With a new wave of running gear trends debuting to consumers this spring, the one fad that has stuck around for 2014 is brightly colored running shoes. Elsewhere, minimalism and barefoot trends have receded in favor of more support and protection, while quality and lightweight apparel has remained in high demand.

Credit the color craze to visibility. Runners want attention — from both a safety and coolness factor. For those running at night, or with bikes or vehicles nearby, the highlighter hues are hard to miss, and they often come trimmed with reflective fabric. They’re also just cool and in style with consumers these days.

Many top-of-the-line shoes are only available in vibrant hues this season. Mizuno’s popular Men’s Wave Riders only come in bright yellow, neon blue, white and orange, and a red, black and neon yellow combination. Saucony’s Peregrine 4, a durable trail running shoe, is only available in two neon variations. And Nike has its usual wide variety of bright colors — from kiwi green to coral pink to highlighter yellow.


On the footwear technology and construction front, consumers have spoken and retailers are pulling back with fewer barefoot and minimalist styles. Still some of the attributes of the trend are sticking around.

For us, the trend is moving back towards a more traditional style running shoe, but still very lightweight with a lower heel drop,” said Casey Spates, footwear department coordinator at Midwest Mountaineering in Minneapolis.

Spates said that Midwest Mountaineering will continue to carry some of Merrell’s lighter weight options, but will shy away from the Vibram Fivefinger shoes, the most extreme example of the minimalism trend.

“The Vibram Fivefinger toe shoes are dying off,” he said. “We started to phase them out last year, and we don’t carry them now.”

Brothers said he has seen less demand for minimalist running shoes, too. “[Fivefingers] peaked about three years ago. They were selling like crazy,” Brothers said of the trend. “It worked for some people, but it didn’t work for others and those runners are coming back around to a more supportive shoe.”

[Entries from a dataset]

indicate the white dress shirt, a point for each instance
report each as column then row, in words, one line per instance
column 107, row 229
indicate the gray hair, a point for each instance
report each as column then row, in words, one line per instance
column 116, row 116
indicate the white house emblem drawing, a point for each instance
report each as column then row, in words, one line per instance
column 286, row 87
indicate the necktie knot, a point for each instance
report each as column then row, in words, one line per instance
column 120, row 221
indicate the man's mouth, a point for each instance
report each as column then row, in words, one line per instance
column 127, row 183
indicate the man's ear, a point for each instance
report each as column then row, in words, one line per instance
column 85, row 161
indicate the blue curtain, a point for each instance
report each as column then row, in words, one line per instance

--

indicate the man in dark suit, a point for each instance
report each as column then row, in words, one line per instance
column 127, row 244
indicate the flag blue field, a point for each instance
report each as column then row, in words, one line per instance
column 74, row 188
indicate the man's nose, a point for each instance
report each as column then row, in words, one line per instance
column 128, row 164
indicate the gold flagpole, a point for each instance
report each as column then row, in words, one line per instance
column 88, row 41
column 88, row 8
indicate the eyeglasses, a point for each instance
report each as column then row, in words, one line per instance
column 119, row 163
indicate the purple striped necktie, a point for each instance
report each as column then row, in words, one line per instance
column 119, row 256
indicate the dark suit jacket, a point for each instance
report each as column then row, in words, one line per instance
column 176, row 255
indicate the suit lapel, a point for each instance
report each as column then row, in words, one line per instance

---

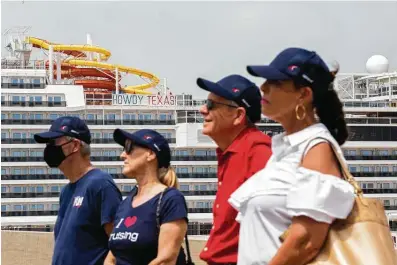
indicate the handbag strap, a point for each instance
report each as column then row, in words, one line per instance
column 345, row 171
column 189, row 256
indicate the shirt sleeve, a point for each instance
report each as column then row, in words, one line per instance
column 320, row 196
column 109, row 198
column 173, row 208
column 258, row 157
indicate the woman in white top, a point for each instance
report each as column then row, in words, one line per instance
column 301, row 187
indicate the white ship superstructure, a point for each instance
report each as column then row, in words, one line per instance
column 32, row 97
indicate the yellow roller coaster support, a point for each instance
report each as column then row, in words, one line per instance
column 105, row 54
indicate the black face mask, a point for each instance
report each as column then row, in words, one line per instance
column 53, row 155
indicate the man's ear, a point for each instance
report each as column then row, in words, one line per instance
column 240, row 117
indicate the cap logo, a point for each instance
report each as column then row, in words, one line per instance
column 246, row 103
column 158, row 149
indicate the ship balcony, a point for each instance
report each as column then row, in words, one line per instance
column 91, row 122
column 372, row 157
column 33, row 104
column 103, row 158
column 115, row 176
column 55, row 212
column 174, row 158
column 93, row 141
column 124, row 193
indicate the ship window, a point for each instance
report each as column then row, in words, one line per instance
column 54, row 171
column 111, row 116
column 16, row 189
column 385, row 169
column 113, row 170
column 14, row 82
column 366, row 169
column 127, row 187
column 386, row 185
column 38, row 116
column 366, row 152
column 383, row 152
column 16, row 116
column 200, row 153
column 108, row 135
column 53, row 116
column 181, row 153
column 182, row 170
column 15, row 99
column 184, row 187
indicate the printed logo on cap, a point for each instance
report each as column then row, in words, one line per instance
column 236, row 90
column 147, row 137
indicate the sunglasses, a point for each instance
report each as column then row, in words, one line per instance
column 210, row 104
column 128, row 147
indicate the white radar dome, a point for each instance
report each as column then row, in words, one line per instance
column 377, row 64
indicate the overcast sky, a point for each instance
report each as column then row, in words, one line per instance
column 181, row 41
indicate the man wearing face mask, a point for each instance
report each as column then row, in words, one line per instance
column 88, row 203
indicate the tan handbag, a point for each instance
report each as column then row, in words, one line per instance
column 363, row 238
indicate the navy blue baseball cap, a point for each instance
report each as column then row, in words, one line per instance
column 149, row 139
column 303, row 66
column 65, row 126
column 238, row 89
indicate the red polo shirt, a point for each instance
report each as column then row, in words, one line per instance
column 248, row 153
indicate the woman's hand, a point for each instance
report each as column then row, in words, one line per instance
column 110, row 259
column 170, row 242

Problems to solve:
• A. Reproduce the passage of the running shoe article from "With a new wave" to "in high demand.".
• B. Write the next part of the running shoe article, picking up after its final sentence.

Responses per task:
• A.
With a new wave of running gear trends debuting to consumers this spring, the one fad that has stuck around for 2014 is brightly colored running shoes. Elsewhere, minimalism and barefoot trends have receded in favor of more support and protection, while quality and lightweight apparel has remained in high demand.

• B.
Dan Pinper, co-manager at New York Running Company, a running shoe and apparel store at Columbus Circle in New York City, said he is hearing more consumer buzz around Hoka One One, a maximalist shoe acquired by Deckers Outdoor Corporation a year ago. The shoes have roughly 2 1/2 times the amount of cushion and volume as other running shoes, but remain relatively lightweight for their size. And Pinper is most excited about the Swiss brand On that produces a running shoe with less volume than the Hoka One Ones, but more support than many minimalist models.

“They allow for this vertical oscillation, but allow for horizontal movement,” too, Pinper said. “It reduces the amount of shock that comes back up the body [when you run]. I’ve worn two or three pairs already.

As far as running apparel this year, consumers are after many of the same qualities in their clothing as they are in their shoes. Bright colors, more than ever, and lightweight materials.

“There’s this mentality [among running apparel companies] that’s like ‘how light can we make this?’ and have it still be solid product,” Pinper said of trends in clothing this year.

Brothers said that he’s noticed that many of the fabrics this season are of better quality than he’s seen in the past, particularly in wicking moisture. Sun & Ski Sports is carrying a lot of Asics and Saucony clothing, many of which are polyester based and employ moisture-moving mesh in strategic areas to deal with sweat and chafing.

Overall, retailers said they’re successfully finding a variety of situation-specific running footwear and apparel to fill the needs of their customers.

“Certain brands have their specialties,” Spates said. “As long as you’re open, you’ll find what you’re looking for.”